(Estratti delle voci di annotazione)
^^^^
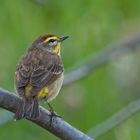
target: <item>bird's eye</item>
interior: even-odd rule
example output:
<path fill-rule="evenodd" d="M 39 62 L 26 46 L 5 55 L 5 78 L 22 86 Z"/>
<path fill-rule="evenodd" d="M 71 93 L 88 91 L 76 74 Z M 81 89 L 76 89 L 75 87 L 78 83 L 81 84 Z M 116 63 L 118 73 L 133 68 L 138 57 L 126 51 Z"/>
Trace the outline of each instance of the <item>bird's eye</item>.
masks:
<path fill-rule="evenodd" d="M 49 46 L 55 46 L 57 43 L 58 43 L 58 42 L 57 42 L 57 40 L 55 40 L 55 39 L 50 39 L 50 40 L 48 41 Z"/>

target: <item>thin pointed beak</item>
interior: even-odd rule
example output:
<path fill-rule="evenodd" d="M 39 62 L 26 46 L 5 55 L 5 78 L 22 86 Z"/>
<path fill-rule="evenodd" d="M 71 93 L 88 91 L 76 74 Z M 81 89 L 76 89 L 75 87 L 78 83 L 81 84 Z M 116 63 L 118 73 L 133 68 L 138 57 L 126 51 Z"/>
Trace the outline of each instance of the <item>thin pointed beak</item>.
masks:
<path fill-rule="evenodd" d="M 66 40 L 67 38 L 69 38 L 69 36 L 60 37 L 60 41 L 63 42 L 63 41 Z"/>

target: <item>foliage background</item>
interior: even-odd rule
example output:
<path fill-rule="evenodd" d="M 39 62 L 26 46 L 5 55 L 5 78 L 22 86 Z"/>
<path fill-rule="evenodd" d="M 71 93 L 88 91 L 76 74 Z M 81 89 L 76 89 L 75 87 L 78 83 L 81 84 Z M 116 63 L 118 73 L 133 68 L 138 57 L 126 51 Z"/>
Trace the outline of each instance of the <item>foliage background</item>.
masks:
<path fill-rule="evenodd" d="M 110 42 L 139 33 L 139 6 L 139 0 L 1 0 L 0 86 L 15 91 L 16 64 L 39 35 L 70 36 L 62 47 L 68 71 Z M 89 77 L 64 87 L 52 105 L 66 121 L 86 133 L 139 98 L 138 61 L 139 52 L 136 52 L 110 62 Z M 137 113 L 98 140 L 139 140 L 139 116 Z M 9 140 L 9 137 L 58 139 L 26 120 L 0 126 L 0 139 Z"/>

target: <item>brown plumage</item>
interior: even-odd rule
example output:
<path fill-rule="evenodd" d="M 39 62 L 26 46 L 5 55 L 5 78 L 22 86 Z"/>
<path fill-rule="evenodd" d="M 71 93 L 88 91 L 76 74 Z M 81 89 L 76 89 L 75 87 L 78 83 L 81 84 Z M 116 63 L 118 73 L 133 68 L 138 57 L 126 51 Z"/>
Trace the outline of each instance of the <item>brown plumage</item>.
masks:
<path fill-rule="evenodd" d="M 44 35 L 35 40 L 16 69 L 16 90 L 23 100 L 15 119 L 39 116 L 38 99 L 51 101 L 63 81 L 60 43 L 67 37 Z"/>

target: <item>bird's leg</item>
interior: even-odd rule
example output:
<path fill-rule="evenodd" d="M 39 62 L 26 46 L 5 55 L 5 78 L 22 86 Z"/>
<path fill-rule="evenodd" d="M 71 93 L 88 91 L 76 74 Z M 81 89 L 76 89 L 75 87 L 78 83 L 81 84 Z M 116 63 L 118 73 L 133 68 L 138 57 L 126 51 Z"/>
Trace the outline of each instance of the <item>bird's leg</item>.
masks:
^^^^
Inserisci tutte le righe delle voci riportate sopra in una tabella Markdown con le colonne «N» (numero progressivo) e «Riga» (testo della riga), tralasciando le righe vuote. Lascia fuori dalla risposta le immagini.

### RISULTATO ATTESO
| N | Riga |
|---|---|
| 1 | target: <item>bird's eye</item> |
| 2 | interior: even-odd rule |
| 3 | example output: |
| 4 | <path fill-rule="evenodd" d="M 39 62 L 26 46 L 5 55 L 5 78 L 22 86 Z"/> |
| 5 | <path fill-rule="evenodd" d="M 71 93 L 88 91 L 76 74 Z M 81 89 L 76 89 L 75 87 L 78 83 L 81 84 Z M 116 63 L 118 73 L 133 68 L 138 57 L 126 51 Z"/> |
| 6 | Trace the outline of each instance of the <item>bird's eye</item>. |
| 7 | masks: |
| 8 | <path fill-rule="evenodd" d="M 49 46 L 55 46 L 57 43 L 58 43 L 58 42 L 57 42 L 57 40 L 55 40 L 55 39 L 50 39 L 50 40 L 48 41 Z"/> |
| 9 | target: <item>thin pointed beak</item> |
| 10 | interior: even-odd rule |
| 11 | example output: |
| 12 | <path fill-rule="evenodd" d="M 39 62 L 26 46 L 5 55 L 5 78 L 22 86 Z"/> |
| 13 | <path fill-rule="evenodd" d="M 71 93 L 88 91 L 76 74 Z M 81 89 L 76 89 L 75 87 L 78 83 L 81 84 Z M 116 63 L 118 73 L 133 68 L 138 57 L 126 51 Z"/> |
| 14 | Trace the outline of each instance of the <item>thin pointed beak</item>. |
| 15 | masks: |
| 16 | <path fill-rule="evenodd" d="M 66 40 L 67 38 L 69 38 L 69 36 L 60 37 L 60 41 L 63 42 L 63 41 Z"/> |
| 17 | target: <item>foliage background</item> |
| 18 | interior: even-odd rule |
| 19 | example output: |
| 20 | <path fill-rule="evenodd" d="M 39 62 L 26 46 L 5 55 L 5 78 L 22 86 Z"/> |
| 21 | <path fill-rule="evenodd" d="M 71 93 L 88 91 L 76 74 Z M 81 89 L 76 89 L 75 87 L 78 83 L 81 84 Z M 116 63 L 118 73 L 133 68 L 138 57 L 126 51 Z"/> |
| 22 | Trace the outline of each instance of the <item>foliage background</item>. |
| 23 | masks: |
| 24 | <path fill-rule="evenodd" d="M 110 42 L 139 33 L 139 6 L 139 0 L 1 0 L 0 86 L 15 91 L 16 64 L 39 35 L 70 36 L 62 47 L 68 71 Z M 89 77 L 64 87 L 52 105 L 66 121 L 86 133 L 139 98 L 138 61 L 139 52 L 136 52 L 110 62 Z M 137 113 L 98 140 L 139 140 L 139 116 Z M 9 140 L 9 137 L 58 139 L 26 120 L 0 126 L 0 139 Z"/> |
| 25 | target: <item>brown plumage</item> |
| 26 | interior: even-odd rule |
| 27 | example output: |
| 28 | <path fill-rule="evenodd" d="M 39 62 L 26 46 L 5 55 L 5 78 L 22 86 Z"/> |
| 29 | <path fill-rule="evenodd" d="M 71 93 L 88 91 L 76 74 Z M 81 89 L 76 89 L 75 87 L 78 83 L 81 84 Z M 116 63 L 118 73 L 133 68 L 138 57 L 126 51 Z"/> |
| 30 | Trace the outline of each instance of the <item>brown plumage</item>. |
| 31 | masks: |
| 32 | <path fill-rule="evenodd" d="M 44 35 L 35 40 L 16 69 L 16 90 L 23 100 L 15 119 L 39 116 L 38 99 L 51 101 L 63 81 L 60 43 L 67 37 Z"/> |
| 33 | target: <item>bird's leg</item> |
| 34 | interior: even-odd rule |
| 35 | example output: |
| 36 | <path fill-rule="evenodd" d="M 39 62 L 26 46 L 5 55 L 5 78 L 22 86 Z"/> |
| 37 | <path fill-rule="evenodd" d="M 71 93 L 88 91 L 76 74 Z M 81 89 L 76 89 L 75 87 L 78 83 L 81 84 Z M 116 63 L 118 73 L 133 68 L 138 57 L 126 51 Z"/> |
| 38 | Trace the outline of each instance of the <item>bird's leg</item>. |
| 39 | masks: |